• [DOCUMENT EXCERPT]:
By Joe Walker email@example.com
A court battle between the executive and judicial branches of the U.S. government could be brewing over Russian uranium stored at the Paducah Gaseous Diffusion Plant.
On Wednesday — the same day USEC Inc. announced it would close Paducah's sister plant near Portsmouth, Ohio — President Clinton signed an order barring anyone else in the United States from taking legal action to secure Russian uranium.
The executive order declared a "national emergency" dealing with the "unusual and extraordinary threat" of nuclear proliferation that mounting Russian uranium in the United States poses to national security and foreign policy.
Lexington lawyer Eugene Mooney, who learned of the order when contacted Friday by the Sun, said Clinton's action is a direct result of lawsuits he has filed in U.S. District Court in Paducah and New York. He represents a Swiss trading firm pursuing some of the hundreds of millions of dollars USEC is paying Russia for uranium blended from dismantled nuclear warheads.
"I'll want to research if an executive order can nullify an attachment of any judicial order of a federal court," Mooney said. "That involves whether the president has the authority to override an ordinary judicial process."
On Jan. 27, he filed suit in Paducah for Compagnie NOGA of Geneva to recover an international arbitration award against Russia in Stockholm, Sweden. The suit seeks to convert the judgment — more than $64 million mounting at $9,500 in daily interest — into a lien enforceable in the United States.
The claim says an unspecified amount of Russian uranium is stored at the Paducah plant. USEC initially receives the material at Portsmouth, where it is shipped to fuel fabrication plants.
Mooney said the other suit was filed in New York because he suspects there is Russian money in banks there. The federal judge in New York is considering merging the suit with the one in Paducah, Mooney said.
Russian lawyers want Russell to dismiss the case. Mooney has objected and has sought a hearing on the merits later this year.
NOGA, which mainly deals in such farm products as fertilizer, is seeking a separate arbitration award of several hundred million dollars in Stockholm. Mooney's suit alleges Russia did not fulfill all its obligations under a $1.5 million contract to provide oil for durable consumer goods. The case began in Sweden in 1993.
There are similar proceedings to attach Russian assets in France and Luxembourg, Mooney said.

• [GIVEN MATERIAL]:
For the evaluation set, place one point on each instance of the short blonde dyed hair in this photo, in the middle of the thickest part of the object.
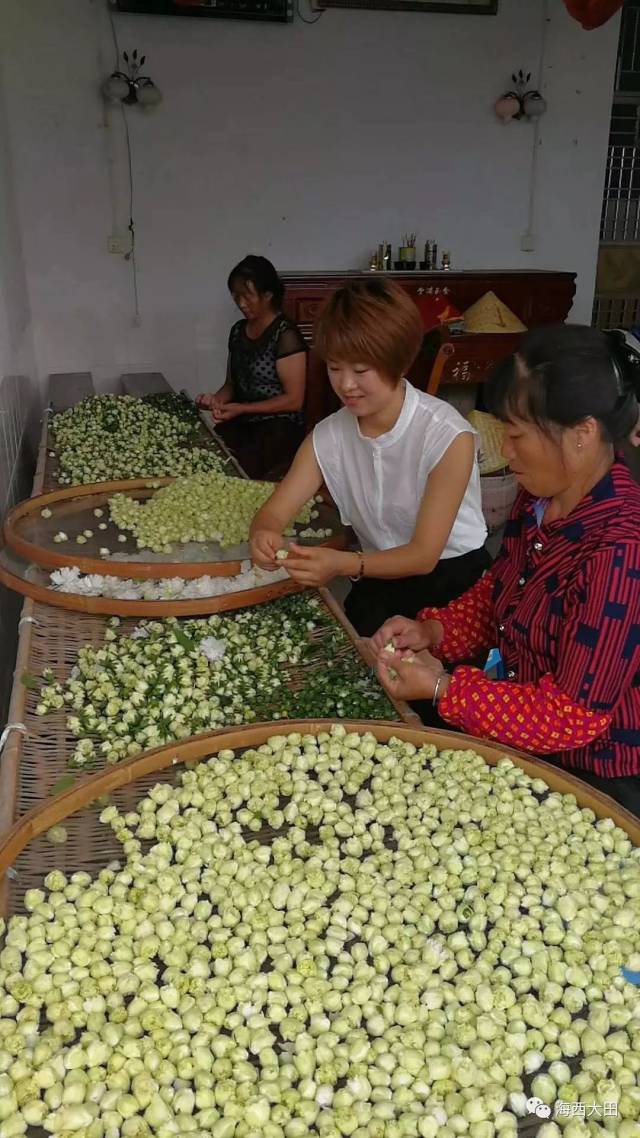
(371, 322)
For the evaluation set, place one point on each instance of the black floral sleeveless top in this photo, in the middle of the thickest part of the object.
(253, 369)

• [EXERCISE]:
Write the next few paragraphs of the news story about the court fight over Russian uranium at the Paducah plant, starting after its last sentence. The listing has nothing to do with the news story about Russian uranium at the Paducah plant.

• [WRITTEN RESPONSE]:
"I hear the Russians owe a mountain of money all over the globe ...," he said. "What separates this case is that the old U.S.S.R., which entered into the loan agreements, waived its sovereign immunity, which I understand has never been done before or since."
Russian uranium has huge implications for USEC, which is buying the material — 500 tons or the same as 20,000 weapons — at prices higher than its plants' production costs. The imported amount has displaced one plant's production, which was a huge factor in the decision to close Portsmouth. Paducah's plant will stay open, with about 1,300 employees, as the sole enrichment facility in the United States.
Also, the Russian deal and a glutted market are threatening to close the 330-employee Honeywell plant in Metropolis, Ill. It is this country's sole supplier of raw material to USEC.
The Russians, who periodically stop sending uranium to USEC, have done so again, reportedly because of the Paducah and New York suits. Mooney said he heard it was a topic of discussion when Clinton visited new Russian President Vladimir Putin late last month.
"I don't know if that's true, but I've been hearing for two or three weeks that this (executive order) might happen," he said. "The Russians have scared him (Clinton), saying if they don't get paid, it's going to scuttle the agreement. It's ridiculous. It's immoral for us to get caught up in something like this."
Mooney said Russia is one of the largest exporters of oil, whose prices are soaring as reflected in gas pumps all over the United States.
"The Russians, I'm sure, are making two oceans full of money," he said. "I can't believe they don't have currency reserves that are staggering."